**Página:**
§ §
Na fala dos entrevistados, as mães brasileiras podem representar um risco para o se tornar holandês, pois ficam mais tempo com os filhos e podem contribuir para que os alunos não aprendam o holandês. “Essa visão de língua e cultura é equivocada. Passa a ideia de que, para ser holandês, é preciso falar esta língua, entendendo-a como só verbal. Ocorre que ela é um dos símbolos que representam a cultura holandesa, não o único.”
Muitos esquecem que seus filhos usam chaveiros de moinho nas mochilas, camisetas de tamancos, camisas da seleção holandesa, linguagens nas quais a cultura holandesa também se dá, pondera a mestranda.
“Eu não imaginava uma colônia a partir do meu pertencimento como um lugar com integrantes tão distintos. Sou filha de um casal misto, não falava o holandês e não ia à igreja. Por isso muitas vezes eu não era holandesa”, relatou. “Quando jogava bem o futebol, daí era. Como criança, isso foi muito difícil. Em troca, eu também segregava os holandeses, como estratégia identitária.”
Desconstrução
Em vários momentos da entrevista, Ályda imaginava as respostas dos participantes, por ser pesquisadora e integrar a colônia. Quando voltava das entrevistas, sofria crises identitárias, pois os entrevistados não falavam o que ela tinha imaginado. “Isso foi um grande desafio”, relata.
§ §
**Dados brutos:**
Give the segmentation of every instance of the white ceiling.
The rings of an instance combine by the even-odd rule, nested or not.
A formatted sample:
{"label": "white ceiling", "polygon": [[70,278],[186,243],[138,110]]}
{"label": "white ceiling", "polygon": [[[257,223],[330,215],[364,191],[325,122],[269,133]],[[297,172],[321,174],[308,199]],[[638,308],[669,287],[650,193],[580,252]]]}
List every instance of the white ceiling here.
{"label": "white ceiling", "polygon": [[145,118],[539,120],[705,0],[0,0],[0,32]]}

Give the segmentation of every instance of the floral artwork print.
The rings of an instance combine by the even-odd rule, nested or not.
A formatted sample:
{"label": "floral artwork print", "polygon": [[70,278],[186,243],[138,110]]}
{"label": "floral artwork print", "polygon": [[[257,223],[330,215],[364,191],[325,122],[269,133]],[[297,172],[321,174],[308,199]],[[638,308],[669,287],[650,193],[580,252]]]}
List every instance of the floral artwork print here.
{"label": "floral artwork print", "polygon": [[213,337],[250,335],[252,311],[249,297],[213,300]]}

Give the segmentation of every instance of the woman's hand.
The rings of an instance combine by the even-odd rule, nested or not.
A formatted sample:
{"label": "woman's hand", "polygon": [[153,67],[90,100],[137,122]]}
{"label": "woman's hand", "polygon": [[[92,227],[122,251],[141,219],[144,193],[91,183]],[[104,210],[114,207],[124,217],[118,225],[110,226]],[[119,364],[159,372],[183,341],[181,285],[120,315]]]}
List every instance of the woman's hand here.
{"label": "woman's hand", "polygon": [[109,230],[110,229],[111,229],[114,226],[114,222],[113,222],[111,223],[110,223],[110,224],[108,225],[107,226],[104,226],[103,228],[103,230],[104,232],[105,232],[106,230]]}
§ §
**Requisitos das tarefas:**
**a.** Transcreva literalmente o trecho do texto sobre a colônia holandesa que vai de "Muitos esquecem que" até "pondera a mestranda.", inclusive.
**b.** Com base no texto sobre a colônia holandesa, responda:
(i) Segundo a fala dos entrevistados, quem pode representar um risco para o se tornar holandês?
(ii) Que itens usados pelos filhos são mencionados pela mestranda?
(iii) O que Ályda sofria quando voltava das entrevistas?
**c.** Prossiga a redação do texto sobre a colônia holandesa a partir do ponto em que ele termina.

**Resultados por tarefa:**
**a.**
Muitos esquecem que seus filhos usam chaveiros de moinho nas mochilas, camisetas de tamancos, camisas da seleção holandesa, linguagens nas quais a cultura holandesa também se dá, pondera a mestranda.

**b.**
(i) As mães brasileiras.
(ii) Chaveiros de moinho nas mochilas, camisetas de tamancos e camisas da seleção holandesa.
(iii) Crises identitárias.

**c.**
Percebeu os holandeses como sujeitos que se sentem pertencentes ao Brasil e à Holanda. Eles mesmos se autodeclaram brasileiros e holandeses. Muitos usam adesivos dos dois países em seus carros. “Então aprendi a ser mais sensível, a pensar nos outros e a ver que eles também têm dificuldades de diálogo com pessoas que falam de diferentes lugares”, diz.
As entrevistas colaboraram para que Ályda revisse suas posições. “Esse exercício nos coloca como um pesquisador não pronto e sujeito sempre em negociação. A Linguística Aplicada está preocupada em olhar para as pessoas nos seus contextos e não tirá-las, a fim de olhar para as identidades pensadas no contexto em que esses sujeitos estão situados. Então não foram objeto de pesquisa. Foram meus companheiros.”
O que mais a surpreendeu foi ouvir dos entrevistados mais velhos que nenhum deles queria voltar à Holanda. Disseram que, se voltassem, sentiriam-se tão imigrantes como quando chegaram aqui. “Eu imaginava a minha colônia homogênea. Não imagino mais”, realçou Ályda.
Sua pesquisa foi feita no Departamento de Linguística Aplicada, na área de Linguagem e Sociedade. “Pesquisar é olhar para o que está acontecendo com mais criticidade. Devo olhar para essas questões na colônia e repensar sobre cada uma delas, levando sempre em conta meu pertencimento, que não pode ser afastado da pesquisadora que tenho me tornado a cada dia.”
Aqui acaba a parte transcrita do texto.